Carry on the passage about billets de confiance in the French Revolution, starting after its last sentence.

TEXT PROVIDED
=-=-=-=-=

During the French Revolution, billets de confiance ("bills of trust") were issued on card money and similar paper by employers or similar authorities. An estimated 5500 different billets were issued from approximately 1500 communes between 1790 and 1793. They were generally printed on cards or coloured paper, and signed by the bearer or issuing authority. This money was generally oriented horizontally, and decorations could include revolutionary symbolism (such as a liberty cap or fasces), patriotic slogans, the name of commune where a billet was issued, or an ornate border.

These billets de confiance bore no guarantee, but could be exchanged for assignats, a type of paper currency introduced by the revolutionary government of which there was a shortage. However, issuing authorities were not required to keep enough assignats on hand to redeem all the card money they issued; the Paris-based Maison de Secours ran up a deficit of 2 million livres by issuing more billets de confiance than they held in assignats. The billets faced heavy counterfeiting, which resulted in the issuing authorities making more complex designs. In February 1792 tax collectors stopped accepting payments in billets de confiance; economist Florin Aftalion suggests that this may have been due to concerns over counterfeiting. Ultimately, in mid-1793 the issuing of card money was stopped.

=-=-=-=-=

DATA TO EXAMINE

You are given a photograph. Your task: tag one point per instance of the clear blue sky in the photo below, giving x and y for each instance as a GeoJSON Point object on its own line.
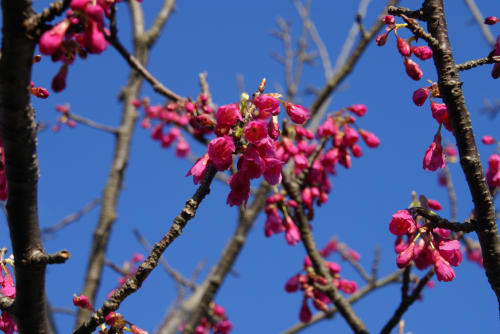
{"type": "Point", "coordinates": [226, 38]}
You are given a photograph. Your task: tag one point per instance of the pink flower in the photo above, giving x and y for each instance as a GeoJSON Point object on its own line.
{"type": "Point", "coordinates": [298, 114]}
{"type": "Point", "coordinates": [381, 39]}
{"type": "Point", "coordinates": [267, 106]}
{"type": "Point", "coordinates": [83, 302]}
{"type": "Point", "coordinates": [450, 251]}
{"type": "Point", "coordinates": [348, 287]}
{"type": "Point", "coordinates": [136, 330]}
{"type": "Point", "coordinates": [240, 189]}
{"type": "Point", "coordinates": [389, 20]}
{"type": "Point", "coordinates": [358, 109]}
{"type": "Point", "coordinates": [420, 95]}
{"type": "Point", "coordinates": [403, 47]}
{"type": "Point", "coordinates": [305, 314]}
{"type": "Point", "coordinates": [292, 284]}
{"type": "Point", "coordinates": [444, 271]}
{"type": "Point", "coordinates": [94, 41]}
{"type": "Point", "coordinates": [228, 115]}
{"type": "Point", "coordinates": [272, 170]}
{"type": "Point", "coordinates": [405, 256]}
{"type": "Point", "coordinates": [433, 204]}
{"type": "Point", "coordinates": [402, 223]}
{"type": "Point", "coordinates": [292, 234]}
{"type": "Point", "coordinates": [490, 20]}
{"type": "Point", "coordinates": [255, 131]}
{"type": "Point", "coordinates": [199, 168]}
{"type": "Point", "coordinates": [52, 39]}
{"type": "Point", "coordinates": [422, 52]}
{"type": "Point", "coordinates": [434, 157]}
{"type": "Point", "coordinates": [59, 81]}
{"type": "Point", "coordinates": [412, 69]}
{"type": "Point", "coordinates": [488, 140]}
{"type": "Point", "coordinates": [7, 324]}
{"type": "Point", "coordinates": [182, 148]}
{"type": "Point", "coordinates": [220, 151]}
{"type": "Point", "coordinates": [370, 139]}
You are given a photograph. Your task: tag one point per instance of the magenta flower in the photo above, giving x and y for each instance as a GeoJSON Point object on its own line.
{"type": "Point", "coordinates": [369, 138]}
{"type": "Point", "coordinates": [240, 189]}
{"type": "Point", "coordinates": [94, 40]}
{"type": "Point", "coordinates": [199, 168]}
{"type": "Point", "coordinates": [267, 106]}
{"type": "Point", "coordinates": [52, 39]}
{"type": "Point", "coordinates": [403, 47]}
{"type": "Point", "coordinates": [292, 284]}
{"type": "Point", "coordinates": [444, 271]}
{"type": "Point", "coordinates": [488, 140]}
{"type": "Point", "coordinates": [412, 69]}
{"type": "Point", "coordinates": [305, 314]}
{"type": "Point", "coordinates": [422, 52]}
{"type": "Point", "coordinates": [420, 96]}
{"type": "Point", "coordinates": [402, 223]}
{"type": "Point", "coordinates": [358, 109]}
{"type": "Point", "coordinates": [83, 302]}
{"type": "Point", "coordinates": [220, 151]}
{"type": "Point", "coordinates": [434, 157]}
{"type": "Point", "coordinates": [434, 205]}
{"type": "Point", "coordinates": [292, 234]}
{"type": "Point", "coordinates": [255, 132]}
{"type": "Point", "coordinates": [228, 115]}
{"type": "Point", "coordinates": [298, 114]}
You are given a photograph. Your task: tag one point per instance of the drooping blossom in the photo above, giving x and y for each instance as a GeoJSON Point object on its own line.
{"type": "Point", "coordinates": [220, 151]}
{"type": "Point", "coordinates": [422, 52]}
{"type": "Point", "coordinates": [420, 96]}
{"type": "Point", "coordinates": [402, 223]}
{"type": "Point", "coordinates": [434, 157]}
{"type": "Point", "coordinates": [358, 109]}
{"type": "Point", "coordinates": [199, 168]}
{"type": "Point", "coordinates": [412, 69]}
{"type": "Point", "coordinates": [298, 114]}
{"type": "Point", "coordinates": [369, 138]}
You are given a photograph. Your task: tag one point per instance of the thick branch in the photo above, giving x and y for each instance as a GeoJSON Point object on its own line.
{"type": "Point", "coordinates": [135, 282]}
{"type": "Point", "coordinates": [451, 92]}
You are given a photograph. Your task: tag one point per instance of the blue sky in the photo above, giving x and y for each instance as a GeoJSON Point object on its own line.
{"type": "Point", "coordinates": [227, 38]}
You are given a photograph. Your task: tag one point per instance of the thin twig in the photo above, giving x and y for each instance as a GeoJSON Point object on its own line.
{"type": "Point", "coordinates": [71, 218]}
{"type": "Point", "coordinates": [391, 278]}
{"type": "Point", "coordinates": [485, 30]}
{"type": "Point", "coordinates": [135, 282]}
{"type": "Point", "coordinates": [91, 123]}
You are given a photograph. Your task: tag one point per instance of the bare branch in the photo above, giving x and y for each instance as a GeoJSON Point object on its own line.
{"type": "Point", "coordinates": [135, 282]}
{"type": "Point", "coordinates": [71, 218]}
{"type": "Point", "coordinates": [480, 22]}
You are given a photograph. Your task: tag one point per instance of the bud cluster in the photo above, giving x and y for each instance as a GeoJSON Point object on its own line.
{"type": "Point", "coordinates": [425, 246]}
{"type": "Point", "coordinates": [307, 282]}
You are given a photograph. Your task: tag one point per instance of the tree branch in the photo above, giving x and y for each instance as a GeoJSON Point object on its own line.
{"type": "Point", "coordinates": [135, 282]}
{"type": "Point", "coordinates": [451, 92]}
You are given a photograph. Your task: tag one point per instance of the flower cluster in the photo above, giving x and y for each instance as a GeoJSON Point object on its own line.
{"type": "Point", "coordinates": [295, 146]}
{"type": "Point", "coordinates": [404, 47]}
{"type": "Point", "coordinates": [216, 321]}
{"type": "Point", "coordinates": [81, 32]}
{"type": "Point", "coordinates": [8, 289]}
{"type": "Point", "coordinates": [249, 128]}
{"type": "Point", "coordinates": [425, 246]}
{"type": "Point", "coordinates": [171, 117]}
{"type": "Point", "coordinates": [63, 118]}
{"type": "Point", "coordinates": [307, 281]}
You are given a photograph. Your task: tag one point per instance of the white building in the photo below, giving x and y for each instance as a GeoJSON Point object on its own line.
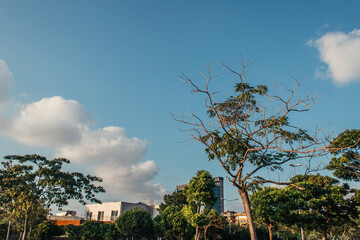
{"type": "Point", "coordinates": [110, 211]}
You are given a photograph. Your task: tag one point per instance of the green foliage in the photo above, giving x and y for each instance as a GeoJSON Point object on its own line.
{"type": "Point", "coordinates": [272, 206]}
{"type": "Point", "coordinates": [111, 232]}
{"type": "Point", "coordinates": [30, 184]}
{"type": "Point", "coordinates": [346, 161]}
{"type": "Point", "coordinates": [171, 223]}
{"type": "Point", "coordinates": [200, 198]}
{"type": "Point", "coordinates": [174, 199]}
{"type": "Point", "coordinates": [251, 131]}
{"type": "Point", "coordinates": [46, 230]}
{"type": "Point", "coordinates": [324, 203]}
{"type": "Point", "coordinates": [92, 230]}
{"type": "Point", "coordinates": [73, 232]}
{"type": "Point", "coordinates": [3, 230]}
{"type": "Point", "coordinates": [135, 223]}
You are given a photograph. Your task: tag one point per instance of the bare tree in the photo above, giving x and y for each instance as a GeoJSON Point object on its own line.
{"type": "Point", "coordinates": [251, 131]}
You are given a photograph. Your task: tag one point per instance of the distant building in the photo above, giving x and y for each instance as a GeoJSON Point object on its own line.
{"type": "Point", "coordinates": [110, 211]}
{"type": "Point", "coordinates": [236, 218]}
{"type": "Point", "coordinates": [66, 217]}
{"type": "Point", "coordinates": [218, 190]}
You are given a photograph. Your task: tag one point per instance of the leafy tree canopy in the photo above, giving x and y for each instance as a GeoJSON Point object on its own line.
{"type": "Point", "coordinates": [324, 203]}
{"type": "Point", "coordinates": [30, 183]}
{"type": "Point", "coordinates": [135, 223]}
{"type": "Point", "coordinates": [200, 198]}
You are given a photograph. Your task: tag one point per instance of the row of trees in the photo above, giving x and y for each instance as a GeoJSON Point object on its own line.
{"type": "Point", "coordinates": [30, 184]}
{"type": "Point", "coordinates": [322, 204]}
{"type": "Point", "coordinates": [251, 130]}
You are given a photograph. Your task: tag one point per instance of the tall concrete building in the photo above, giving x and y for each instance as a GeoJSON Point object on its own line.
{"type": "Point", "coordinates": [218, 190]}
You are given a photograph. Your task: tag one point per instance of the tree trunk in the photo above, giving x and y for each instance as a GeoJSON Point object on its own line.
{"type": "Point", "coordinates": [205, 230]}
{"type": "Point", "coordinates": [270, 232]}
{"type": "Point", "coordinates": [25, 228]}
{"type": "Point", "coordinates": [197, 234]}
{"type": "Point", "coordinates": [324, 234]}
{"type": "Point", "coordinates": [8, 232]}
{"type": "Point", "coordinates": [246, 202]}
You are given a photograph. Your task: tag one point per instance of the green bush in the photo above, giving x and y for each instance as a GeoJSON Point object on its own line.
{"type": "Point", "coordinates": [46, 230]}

=-=-=-=-=

EXERCISE RESPONSE
==Evaluation==
Veronique Deblon, writing for the National Bank of Belgium, notes that all issues of card money "could not be called unqualified success[es]", as they were capable of solving budget deficits but eventually were overproduced, leading to inflation. The numismatist Neil Shafer concurs, noting that the card money of Guiana "served its purpose" in spite of the devaluation. In his article on the card money in French Canada, Larry Allen described it as "show[ing] the flexibility, adaptability, and inventiveness of an expanding economic system", despite "seem[ing] ... far-fetched".